PROMPT - Collect every line in the records below that contains the word "arched".

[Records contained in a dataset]
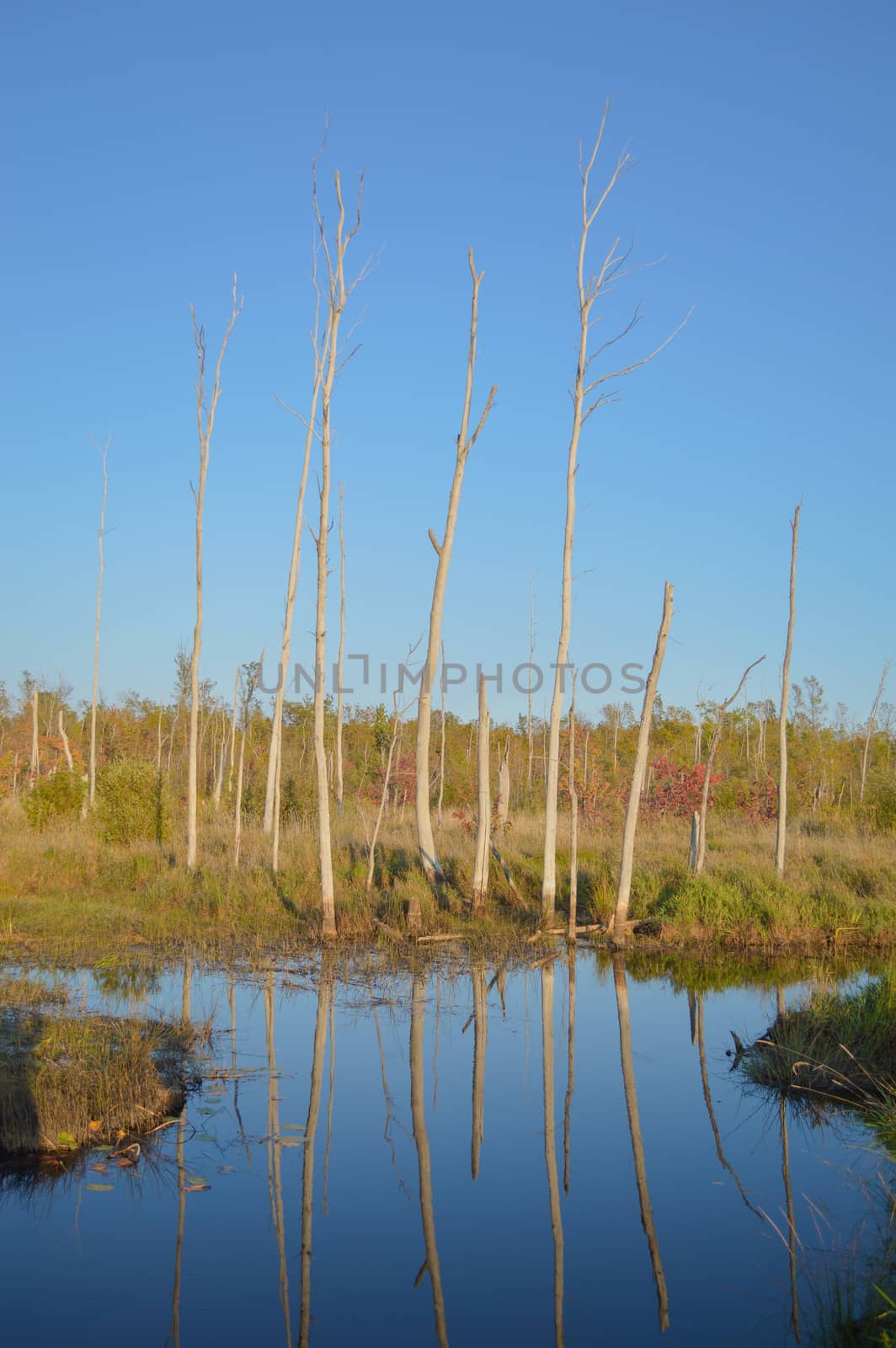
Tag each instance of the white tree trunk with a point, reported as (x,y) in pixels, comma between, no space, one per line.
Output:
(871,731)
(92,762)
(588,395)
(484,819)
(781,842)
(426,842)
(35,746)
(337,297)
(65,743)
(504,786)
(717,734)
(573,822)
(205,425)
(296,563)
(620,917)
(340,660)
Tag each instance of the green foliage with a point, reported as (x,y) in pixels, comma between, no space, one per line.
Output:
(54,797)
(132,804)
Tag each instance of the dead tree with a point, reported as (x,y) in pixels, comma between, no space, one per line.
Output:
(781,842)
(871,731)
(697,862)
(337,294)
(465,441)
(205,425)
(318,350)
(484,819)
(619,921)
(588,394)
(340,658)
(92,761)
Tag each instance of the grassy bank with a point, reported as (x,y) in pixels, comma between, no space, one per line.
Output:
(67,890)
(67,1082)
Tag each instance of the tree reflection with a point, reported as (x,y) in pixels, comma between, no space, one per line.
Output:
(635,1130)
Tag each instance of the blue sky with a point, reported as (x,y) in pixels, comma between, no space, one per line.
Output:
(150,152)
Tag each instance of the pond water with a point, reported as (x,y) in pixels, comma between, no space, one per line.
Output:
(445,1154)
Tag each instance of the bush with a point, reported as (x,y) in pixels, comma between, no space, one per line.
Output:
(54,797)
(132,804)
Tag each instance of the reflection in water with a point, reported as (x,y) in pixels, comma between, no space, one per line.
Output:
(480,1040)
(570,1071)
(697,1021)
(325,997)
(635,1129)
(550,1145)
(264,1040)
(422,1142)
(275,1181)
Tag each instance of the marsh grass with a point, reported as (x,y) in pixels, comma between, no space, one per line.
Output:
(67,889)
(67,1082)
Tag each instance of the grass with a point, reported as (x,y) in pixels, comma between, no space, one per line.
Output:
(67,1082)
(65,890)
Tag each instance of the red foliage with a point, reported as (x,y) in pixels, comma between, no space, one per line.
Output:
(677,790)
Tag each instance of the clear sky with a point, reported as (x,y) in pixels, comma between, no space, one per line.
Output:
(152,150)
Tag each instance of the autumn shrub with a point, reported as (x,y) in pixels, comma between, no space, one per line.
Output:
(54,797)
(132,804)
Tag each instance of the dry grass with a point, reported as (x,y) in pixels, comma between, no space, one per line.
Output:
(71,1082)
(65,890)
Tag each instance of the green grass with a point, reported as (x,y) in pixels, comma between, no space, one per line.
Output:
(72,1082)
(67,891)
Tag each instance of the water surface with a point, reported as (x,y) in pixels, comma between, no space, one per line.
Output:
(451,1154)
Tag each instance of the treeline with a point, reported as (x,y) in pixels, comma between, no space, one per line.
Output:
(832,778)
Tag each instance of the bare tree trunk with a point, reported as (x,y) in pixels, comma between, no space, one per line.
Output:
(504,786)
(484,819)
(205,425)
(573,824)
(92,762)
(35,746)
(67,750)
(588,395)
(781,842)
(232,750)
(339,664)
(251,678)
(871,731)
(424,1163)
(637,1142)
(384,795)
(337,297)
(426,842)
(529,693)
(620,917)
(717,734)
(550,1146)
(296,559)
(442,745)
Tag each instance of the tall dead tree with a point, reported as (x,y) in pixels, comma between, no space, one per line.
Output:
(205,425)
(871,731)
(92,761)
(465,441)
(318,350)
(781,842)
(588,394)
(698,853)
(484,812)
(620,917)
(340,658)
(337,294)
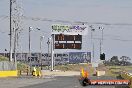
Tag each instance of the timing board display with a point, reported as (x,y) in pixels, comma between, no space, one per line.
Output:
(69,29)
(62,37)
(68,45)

==

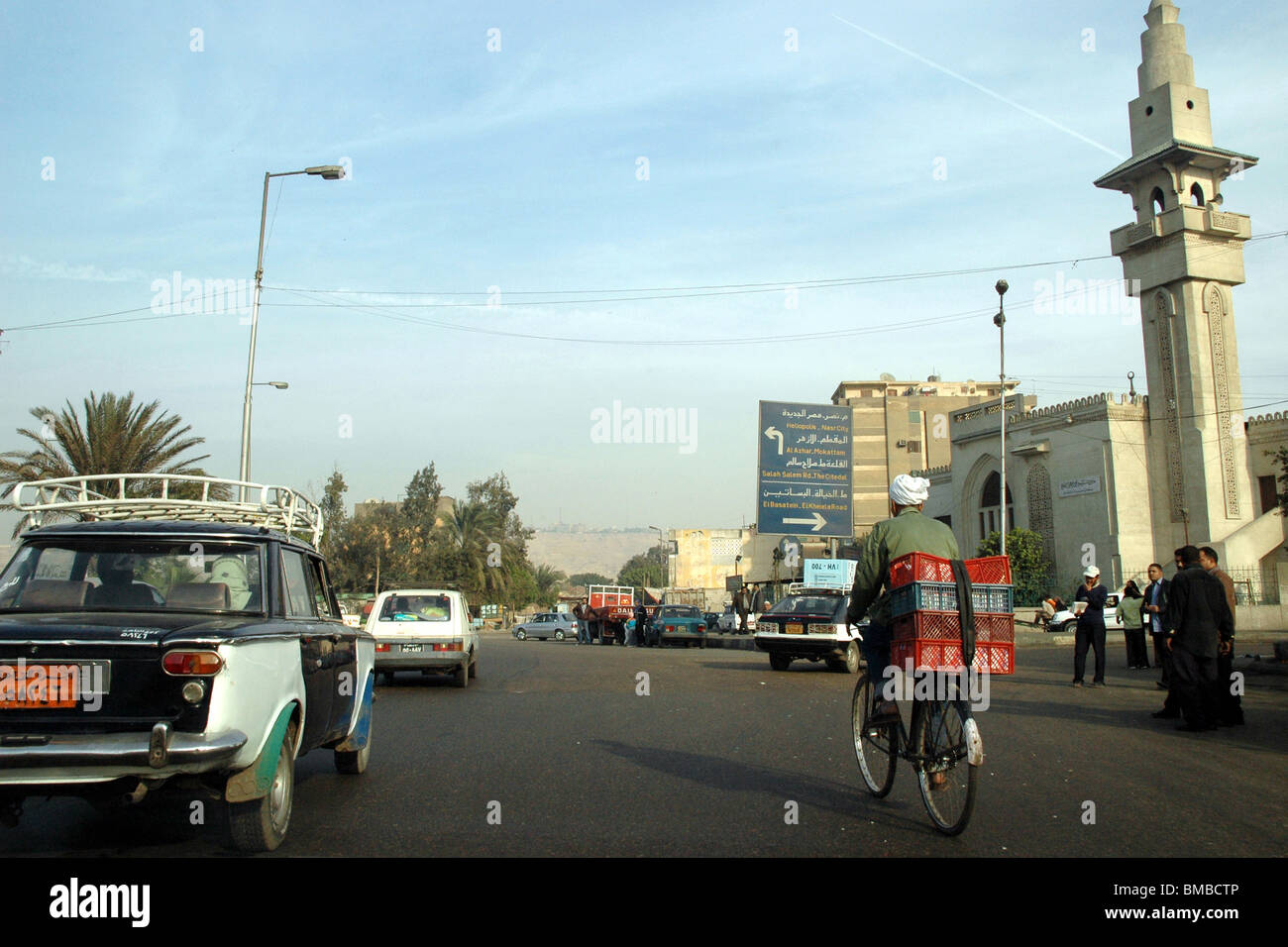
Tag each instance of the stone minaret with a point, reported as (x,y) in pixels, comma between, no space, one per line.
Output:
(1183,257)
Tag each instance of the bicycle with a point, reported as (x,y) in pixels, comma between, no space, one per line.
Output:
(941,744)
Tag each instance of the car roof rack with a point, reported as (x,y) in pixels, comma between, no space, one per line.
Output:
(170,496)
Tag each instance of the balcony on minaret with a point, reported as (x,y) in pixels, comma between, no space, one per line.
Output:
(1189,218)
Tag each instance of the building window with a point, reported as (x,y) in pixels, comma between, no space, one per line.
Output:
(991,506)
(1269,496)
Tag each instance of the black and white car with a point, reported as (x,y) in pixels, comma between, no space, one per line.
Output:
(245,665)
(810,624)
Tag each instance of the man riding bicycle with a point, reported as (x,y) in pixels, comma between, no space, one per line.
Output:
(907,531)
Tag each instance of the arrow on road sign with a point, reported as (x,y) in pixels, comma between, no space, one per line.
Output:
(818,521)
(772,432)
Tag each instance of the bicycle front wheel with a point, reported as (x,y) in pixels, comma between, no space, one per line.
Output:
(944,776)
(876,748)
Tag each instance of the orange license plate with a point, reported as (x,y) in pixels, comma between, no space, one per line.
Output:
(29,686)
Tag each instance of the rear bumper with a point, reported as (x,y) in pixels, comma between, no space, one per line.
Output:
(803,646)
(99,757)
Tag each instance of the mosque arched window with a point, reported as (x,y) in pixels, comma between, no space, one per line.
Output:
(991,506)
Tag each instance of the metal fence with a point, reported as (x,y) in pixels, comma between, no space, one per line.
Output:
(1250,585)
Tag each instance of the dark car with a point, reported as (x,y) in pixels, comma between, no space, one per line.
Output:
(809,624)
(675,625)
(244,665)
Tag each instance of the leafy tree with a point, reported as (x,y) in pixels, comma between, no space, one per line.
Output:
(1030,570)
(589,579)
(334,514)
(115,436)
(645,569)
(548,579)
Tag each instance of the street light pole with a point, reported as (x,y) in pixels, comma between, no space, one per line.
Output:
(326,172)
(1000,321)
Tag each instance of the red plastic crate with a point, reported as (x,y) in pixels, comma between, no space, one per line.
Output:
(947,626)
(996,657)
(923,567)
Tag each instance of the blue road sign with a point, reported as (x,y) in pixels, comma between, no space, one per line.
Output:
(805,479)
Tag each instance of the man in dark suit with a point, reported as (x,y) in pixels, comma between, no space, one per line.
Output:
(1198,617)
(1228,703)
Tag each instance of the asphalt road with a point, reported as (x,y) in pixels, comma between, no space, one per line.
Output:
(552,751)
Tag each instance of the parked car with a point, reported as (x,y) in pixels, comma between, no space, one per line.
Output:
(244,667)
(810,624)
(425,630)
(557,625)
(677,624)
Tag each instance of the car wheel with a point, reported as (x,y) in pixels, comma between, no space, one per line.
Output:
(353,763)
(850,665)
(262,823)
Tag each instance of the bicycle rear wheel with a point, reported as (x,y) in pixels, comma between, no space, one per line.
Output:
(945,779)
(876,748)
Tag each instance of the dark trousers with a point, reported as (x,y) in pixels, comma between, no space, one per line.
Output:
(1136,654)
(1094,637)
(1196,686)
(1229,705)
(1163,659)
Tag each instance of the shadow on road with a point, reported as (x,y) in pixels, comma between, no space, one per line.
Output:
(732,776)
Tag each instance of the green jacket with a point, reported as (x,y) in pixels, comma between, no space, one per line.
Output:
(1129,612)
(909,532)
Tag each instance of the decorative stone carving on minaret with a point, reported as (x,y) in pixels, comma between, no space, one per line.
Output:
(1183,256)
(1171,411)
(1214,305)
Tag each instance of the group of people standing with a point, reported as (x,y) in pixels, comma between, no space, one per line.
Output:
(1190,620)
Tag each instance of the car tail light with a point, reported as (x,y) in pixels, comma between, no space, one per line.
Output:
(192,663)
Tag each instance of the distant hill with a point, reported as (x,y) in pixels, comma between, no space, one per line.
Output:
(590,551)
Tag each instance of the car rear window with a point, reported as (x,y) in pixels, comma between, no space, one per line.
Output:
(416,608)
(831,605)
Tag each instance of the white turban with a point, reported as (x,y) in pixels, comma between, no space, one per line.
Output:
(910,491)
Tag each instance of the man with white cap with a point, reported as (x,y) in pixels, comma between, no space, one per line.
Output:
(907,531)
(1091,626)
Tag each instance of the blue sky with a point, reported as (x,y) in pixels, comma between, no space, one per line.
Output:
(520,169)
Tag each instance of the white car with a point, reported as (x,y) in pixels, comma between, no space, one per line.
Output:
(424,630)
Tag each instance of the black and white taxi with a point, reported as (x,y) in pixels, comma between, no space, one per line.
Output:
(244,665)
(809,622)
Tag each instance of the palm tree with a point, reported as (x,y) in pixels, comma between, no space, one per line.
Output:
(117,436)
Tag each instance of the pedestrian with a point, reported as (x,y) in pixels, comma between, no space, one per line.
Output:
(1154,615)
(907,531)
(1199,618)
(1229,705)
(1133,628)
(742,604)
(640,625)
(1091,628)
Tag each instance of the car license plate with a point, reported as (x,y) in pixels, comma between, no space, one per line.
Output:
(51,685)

---

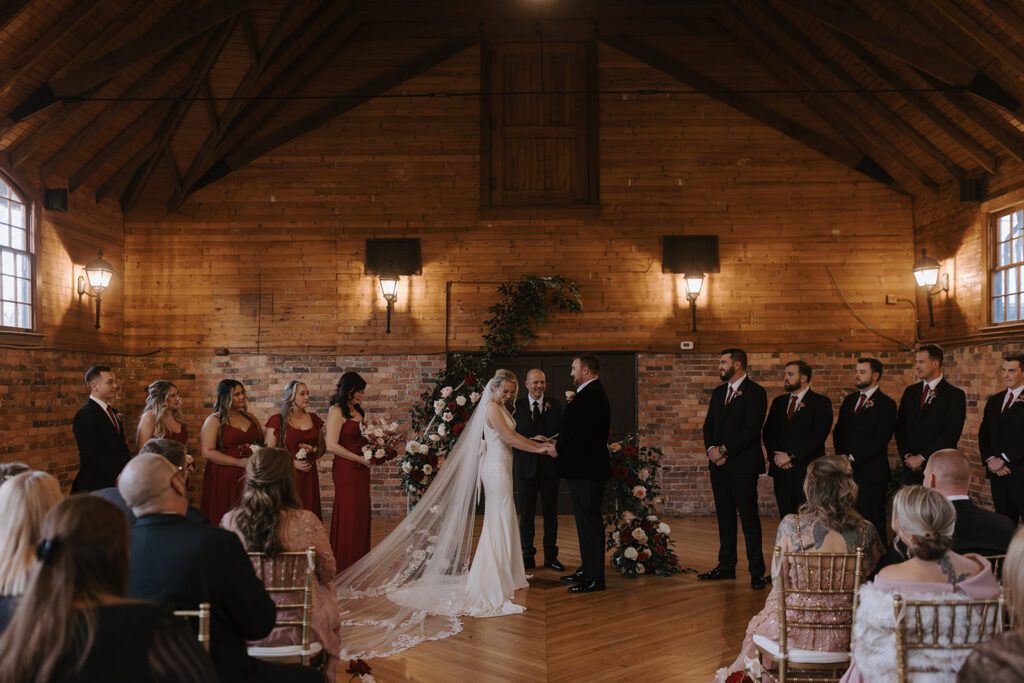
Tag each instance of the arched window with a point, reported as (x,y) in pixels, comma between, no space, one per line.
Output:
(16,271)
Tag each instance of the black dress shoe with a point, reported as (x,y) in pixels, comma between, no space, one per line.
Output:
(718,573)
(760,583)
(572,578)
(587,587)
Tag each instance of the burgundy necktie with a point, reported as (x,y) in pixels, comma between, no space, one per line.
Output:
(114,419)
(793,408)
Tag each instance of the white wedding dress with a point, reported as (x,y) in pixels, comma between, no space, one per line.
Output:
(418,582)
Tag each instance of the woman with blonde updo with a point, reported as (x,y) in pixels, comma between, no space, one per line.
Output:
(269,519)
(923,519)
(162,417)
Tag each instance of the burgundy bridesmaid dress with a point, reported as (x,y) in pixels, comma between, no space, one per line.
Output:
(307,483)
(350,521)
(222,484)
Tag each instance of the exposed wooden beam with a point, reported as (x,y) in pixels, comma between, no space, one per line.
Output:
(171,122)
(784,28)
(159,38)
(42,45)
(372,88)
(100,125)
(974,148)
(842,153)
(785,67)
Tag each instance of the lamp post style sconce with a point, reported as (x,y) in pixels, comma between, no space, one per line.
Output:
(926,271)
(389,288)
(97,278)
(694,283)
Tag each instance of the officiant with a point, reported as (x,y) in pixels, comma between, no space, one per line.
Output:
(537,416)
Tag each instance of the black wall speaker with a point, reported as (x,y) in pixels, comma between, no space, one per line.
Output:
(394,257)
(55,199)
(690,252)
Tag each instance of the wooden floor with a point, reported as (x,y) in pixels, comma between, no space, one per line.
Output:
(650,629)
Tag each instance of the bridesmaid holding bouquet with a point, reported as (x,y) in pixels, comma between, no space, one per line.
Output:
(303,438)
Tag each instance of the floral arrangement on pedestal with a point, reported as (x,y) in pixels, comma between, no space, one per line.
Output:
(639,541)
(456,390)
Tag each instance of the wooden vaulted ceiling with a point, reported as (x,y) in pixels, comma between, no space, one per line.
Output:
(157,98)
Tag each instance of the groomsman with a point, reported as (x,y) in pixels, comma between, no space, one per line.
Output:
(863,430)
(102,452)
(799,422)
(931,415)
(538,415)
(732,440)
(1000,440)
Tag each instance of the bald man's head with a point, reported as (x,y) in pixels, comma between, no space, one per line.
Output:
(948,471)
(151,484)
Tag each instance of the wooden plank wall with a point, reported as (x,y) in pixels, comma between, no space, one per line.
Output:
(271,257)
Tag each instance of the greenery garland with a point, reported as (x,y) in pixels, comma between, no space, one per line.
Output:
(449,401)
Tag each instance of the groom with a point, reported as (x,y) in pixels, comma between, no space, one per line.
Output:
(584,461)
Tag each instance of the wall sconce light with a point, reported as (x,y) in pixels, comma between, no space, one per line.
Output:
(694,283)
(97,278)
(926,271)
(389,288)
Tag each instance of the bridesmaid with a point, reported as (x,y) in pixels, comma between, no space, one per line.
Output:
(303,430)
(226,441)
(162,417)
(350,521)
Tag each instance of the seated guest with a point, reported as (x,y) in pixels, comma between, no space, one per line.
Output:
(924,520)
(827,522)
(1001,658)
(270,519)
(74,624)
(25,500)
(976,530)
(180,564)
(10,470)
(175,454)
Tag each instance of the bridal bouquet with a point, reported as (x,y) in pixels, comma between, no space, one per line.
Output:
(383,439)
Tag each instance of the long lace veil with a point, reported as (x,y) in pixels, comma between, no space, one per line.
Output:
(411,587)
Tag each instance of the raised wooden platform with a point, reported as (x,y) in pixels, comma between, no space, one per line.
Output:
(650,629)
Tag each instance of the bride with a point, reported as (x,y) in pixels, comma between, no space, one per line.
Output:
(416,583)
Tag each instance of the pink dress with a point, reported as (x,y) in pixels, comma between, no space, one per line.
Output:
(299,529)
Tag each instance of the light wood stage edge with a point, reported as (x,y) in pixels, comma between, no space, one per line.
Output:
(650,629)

EXERCISE ANSWER -
Tag each instance of the mosque arched window with a point, reported as (x,y) in pixels, comma between, no space, one per line.
Tag each instance of the arched window with a point, reported as (x,y) in pixels, comma between, no space, one per line.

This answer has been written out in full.